(Items from a dataset)
____________________

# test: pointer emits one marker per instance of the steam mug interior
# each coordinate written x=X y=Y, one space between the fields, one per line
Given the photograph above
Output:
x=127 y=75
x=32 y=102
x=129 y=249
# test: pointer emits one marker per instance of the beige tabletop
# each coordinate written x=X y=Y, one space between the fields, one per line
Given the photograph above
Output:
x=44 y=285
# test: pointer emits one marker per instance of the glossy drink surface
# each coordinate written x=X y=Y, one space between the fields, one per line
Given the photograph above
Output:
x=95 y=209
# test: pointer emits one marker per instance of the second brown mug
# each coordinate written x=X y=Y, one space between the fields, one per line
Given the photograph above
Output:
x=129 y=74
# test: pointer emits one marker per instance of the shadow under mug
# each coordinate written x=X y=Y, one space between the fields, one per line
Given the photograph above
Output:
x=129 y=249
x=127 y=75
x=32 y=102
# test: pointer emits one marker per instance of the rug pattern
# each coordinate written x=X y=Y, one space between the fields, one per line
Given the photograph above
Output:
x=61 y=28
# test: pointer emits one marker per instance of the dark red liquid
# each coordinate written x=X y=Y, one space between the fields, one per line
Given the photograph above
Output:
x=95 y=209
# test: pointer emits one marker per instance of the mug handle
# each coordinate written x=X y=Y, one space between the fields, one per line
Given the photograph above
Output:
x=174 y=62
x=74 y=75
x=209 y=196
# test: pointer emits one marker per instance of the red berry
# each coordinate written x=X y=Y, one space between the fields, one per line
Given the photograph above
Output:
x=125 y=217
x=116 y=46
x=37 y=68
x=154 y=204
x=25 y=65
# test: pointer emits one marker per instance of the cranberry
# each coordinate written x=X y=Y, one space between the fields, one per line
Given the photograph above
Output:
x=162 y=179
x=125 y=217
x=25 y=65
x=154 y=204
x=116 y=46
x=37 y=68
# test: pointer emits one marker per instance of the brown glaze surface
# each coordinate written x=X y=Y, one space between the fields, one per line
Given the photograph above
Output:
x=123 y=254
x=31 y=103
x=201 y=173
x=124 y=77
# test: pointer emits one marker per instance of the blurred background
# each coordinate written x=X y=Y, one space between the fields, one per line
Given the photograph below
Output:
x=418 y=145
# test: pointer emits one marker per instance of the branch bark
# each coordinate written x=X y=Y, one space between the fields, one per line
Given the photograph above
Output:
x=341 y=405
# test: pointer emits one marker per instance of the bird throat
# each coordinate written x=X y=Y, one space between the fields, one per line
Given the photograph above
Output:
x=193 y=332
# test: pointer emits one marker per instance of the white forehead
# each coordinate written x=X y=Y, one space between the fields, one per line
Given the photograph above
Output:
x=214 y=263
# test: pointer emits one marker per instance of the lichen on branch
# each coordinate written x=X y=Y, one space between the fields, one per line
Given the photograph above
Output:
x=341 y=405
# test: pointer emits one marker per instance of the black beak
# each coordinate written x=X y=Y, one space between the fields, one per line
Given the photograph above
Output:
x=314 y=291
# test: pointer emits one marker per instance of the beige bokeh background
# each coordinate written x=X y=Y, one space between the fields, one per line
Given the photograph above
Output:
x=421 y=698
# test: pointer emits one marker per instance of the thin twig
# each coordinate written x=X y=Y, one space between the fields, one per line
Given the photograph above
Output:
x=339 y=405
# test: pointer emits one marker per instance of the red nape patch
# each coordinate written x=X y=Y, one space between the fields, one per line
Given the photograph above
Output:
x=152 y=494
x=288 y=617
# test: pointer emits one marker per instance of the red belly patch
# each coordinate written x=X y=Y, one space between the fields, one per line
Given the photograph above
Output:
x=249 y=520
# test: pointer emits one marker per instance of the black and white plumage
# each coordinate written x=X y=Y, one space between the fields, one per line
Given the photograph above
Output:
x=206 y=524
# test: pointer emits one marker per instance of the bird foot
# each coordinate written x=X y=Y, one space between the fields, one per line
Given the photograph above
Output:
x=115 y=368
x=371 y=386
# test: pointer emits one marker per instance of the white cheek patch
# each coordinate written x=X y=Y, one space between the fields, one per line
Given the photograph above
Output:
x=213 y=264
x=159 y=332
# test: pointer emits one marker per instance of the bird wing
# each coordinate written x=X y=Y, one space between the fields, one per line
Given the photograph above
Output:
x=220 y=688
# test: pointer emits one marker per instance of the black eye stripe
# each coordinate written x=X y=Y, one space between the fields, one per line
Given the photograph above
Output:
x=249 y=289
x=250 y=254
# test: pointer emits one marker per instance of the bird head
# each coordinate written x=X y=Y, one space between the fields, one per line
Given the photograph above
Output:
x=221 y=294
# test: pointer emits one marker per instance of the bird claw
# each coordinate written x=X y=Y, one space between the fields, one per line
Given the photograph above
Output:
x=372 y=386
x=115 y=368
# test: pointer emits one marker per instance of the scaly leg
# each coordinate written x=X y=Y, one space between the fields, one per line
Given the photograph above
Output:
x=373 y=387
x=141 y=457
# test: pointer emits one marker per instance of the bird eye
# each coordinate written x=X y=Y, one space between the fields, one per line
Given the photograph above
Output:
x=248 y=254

____________________

● WRITTEN TASK:
Recast every line of the rows above as a Markdown table with two columns, No. and Line, giving each line its own number. Leave out blank lines.

● RESULT OF THIS EXERCISE:
| No. | Line |
|---|---|
| 1 | # test: pointer emits one marker per instance of the steam mug interior |
| 2 | # each coordinate written x=X y=Y, one space between the fields, one per line |
| 3 | Given the photograph above |
| 4 | Output: |
| 5 | x=127 y=75 |
| 6 | x=32 y=102 |
| 7 | x=129 y=249 |
| 8 | # test: pointer emits one marker per instance of the beige tabletop |
| 9 | # each coordinate written x=X y=Y, one space between the fields, one per line |
| 10 | Given the photograph above |
| 11 | Output: |
| 12 | x=44 y=285 |
| 13 | # test: pointer emits one marker per instance of the glossy drink surface |
| 14 | # each coordinate written x=X y=Y, one space between the fields, one per line |
| 15 | Given the photograph above |
| 16 | Output: |
| 17 | x=95 y=209 |
| 18 | # test: pointer emits one marker per instance of the second brown mug |
| 19 | # each coordinate written x=X y=Y, one space between the fields, one per line |
| 20 | Given the photograph above |
| 21 | Output: |
| 22 | x=129 y=74 |
| 23 | # test: pointer emits one marker per instance of the shadow under mug |
| 24 | # each coordinate written x=X y=Y, one space between the fields, one per line |
| 25 | Given the photograph above |
| 26 | Output: |
| 27 | x=129 y=249 |
| 28 | x=127 y=75 |
| 29 | x=32 y=102 |
| 30 | # test: pointer emits one marker per instance of the rug pattern |
| 31 | # each coordinate written x=X y=Y, one space between the fields, one per line |
| 32 | Given the photograph above |
| 33 | Output: |
| 34 | x=61 y=28 |
| 35 | # test: pointer emits one marker per instance of the dark red liquid |
| 36 | # each coordinate written x=X y=Y, one space between the fields, one per line |
| 37 | Given the photograph above |
| 38 | Output: |
| 39 | x=95 y=209 |
| 40 | # test: pointer emits one marker per instance of the mug handle |
| 41 | # each coordinate written x=X y=Y, one space between the fields, one per line |
| 42 | Given the photograph above |
| 43 | Output: |
| 44 | x=174 y=62 |
| 45 | x=74 y=75 |
| 46 | x=209 y=196 |
| 47 | # test: pointer emits one marker per instance of the red berry |
| 48 | # each coordinate written x=X y=Y, one space between the fields, one per line |
| 49 | Given the photograph above |
| 50 | Output: |
| 51 | x=125 y=217 |
| 52 | x=116 y=46 |
| 53 | x=37 y=68 |
| 54 | x=154 y=204 |
| 55 | x=25 y=65 |
| 56 | # test: pointer emits one marker per instance of the cranberry |
| 57 | # each coordinate written x=X y=Y, one space between the fields, one per line |
| 58 | Given the photograph above |
| 59 | Output: |
| 60 | x=162 y=179 |
| 61 | x=125 y=217 |
| 62 | x=25 y=65 |
| 63 | x=154 y=204 |
| 64 | x=116 y=46 |
| 65 | x=37 y=68 |
| 66 | # test: pointer emits one marker per instance of the brown glaze surface |
| 67 | # each coordinate written x=X y=Y, one space between the fields, one per line |
| 68 | Given the photograph above |
| 69 | Output: |
| 70 | x=123 y=254 |
| 71 | x=31 y=103 |
| 72 | x=201 y=173 |
| 73 | x=124 y=77 |
| 74 | # test: pointer emits one marker per instance of the blurred background |
| 75 | # each coordinate written x=X y=Y, one space between the fields, one per line |
| 76 | Given the photograph below |
| 77 | Output: |
| 78 | x=418 y=145 |
| 79 | # test: pointer emits one marker per instance of the branch bark |
| 80 | # each coordinate written x=X y=Y, one space between the fields, one per line |
| 81 | Given the photograph above |
| 82 | Output: |
| 83 | x=341 y=405 |
| 84 | # test: pointer emits one marker per instance of the bird throat |
| 85 | # each coordinate written x=X y=Y, one space between the fields, one per line |
| 86 | Given the photograph above |
| 87 | Output: |
| 88 | x=193 y=332 |
| 89 | # test: pointer emits one marker per instance of the white forehead |
| 90 | # each coordinate written x=X y=Y, one space between the fields, one per line |
| 91 | Given the photograph above |
| 92 | Output: |
| 93 | x=214 y=263 |
| 94 | # test: pointer emits one marker per instance of the lichen on branch |
| 95 | # each coordinate written x=X y=Y, one space between the fields, one per line |
| 96 | Given the photograph above |
| 97 | Output: |
| 98 | x=341 y=405 |
| 99 | # test: pointer emits one marker per instance of the black beak |
| 100 | # each coordinate written x=X y=Y, one space between the fields, one per line |
| 101 | Given the photograph above |
| 102 | Output: |
| 103 | x=314 y=291 |
| 104 | # test: pointer emits one marker per instance of the beige bokeh background |
| 105 | # each coordinate written x=X y=Y, one space between the fields, one per line |
| 106 | Given the photograph above |
| 107 | Output: |
| 108 | x=421 y=698 |
| 109 | # test: pointer emits one marker per instance of the thin twig |
| 110 | # each coordinate written x=X y=Y, one space between the fields, one per line |
| 111 | Given the photograph above |
| 112 | Output: |
| 113 | x=339 y=405 |
| 114 | # test: pointer emits one marker per instance of the red nape patch |
| 115 | # each coordinate written x=X y=Y, one space between the fields, one per line |
| 116 | Given the photograph above |
| 117 | Output: |
| 118 | x=152 y=494 |
| 119 | x=288 y=617 |
| 120 | # test: pointer emits one marker per instance of the red belly patch |
| 121 | # each coordinate written x=X y=Y, one space between the fields, one per line |
| 122 | Given the photograph above |
| 123 | Output: |
| 124 | x=249 y=520 |
| 125 | # test: pointer emits one marker per instance of the black and white plumage |
| 126 | # each coordinate written x=X y=Y, one space between the fields, one per line |
| 127 | Given the photograph above |
| 128 | Output: |
| 129 | x=206 y=524 |
| 130 | # test: pointer emits one marker per instance of the bird foot |
| 131 | # each coordinate written x=X y=Y, one space between the fields, one per line |
| 132 | Given the photograph above |
| 133 | Output: |
| 134 | x=115 y=368 |
| 135 | x=371 y=386 |
| 136 | # test: pointer emits one marker per instance of the white cheek patch |
| 137 | # each coordinate written x=X y=Y, one space between the fields, one per line |
| 138 | Given the photograph above |
| 139 | Output: |
| 140 | x=213 y=264 |
| 141 | x=159 y=332 |
| 142 | # test: pointer emits one marker per instance of the bird wing |
| 143 | # each coordinate written x=X y=Y, one space between the fields, one per line |
| 144 | Given the photograph above |
| 145 | Output: |
| 146 | x=220 y=688 |
| 147 | # test: pointer emits one marker per instance of the black eye stripe |
| 148 | # each coordinate written x=X y=Y, one space between the fields, one per line |
| 149 | Given the photograph above |
| 150 | Output: |
| 151 | x=249 y=289 |
| 152 | x=250 y=254 |
| 153 | # test: pointer emits one marker per instance of the bird head |
| 154 | # each coordinate written x=X y=Y, one space between the fields, one per line |
| 155 | Given the photograph above |
| 156 | Output: |
| 157 | x=221 y=294 |
| 158 | # test: pointer emits one marker per instance of the bird claw |
| 159 | # each coordinate written x=X y=Y, one space between the fields, one per line |
| 160 | Given the photograph above |
| 161 | Output: |
| 162 | x=372 y=386 |
| 163 | x=115 y=368 |
| 164 | # test: pointer emits one marker per instance of the scaly leg |
| 165 | # each coordinate written x=X y=Y, one space between the fields, one per line |
| 166 | Given the photograph above |
| 167 | Output: |
| 168 | x=373 y=387 |
| 169 | x=141 y=457 |
| 170 | # test: pointer emits one marker per instance of the bird eye |
| 171 | # each coordinate written x=X y=Y, one space between the fields, one per line |
| 172 | Given the photograph above |
| 173 | Output: |
| 174 | x=248 y=254 |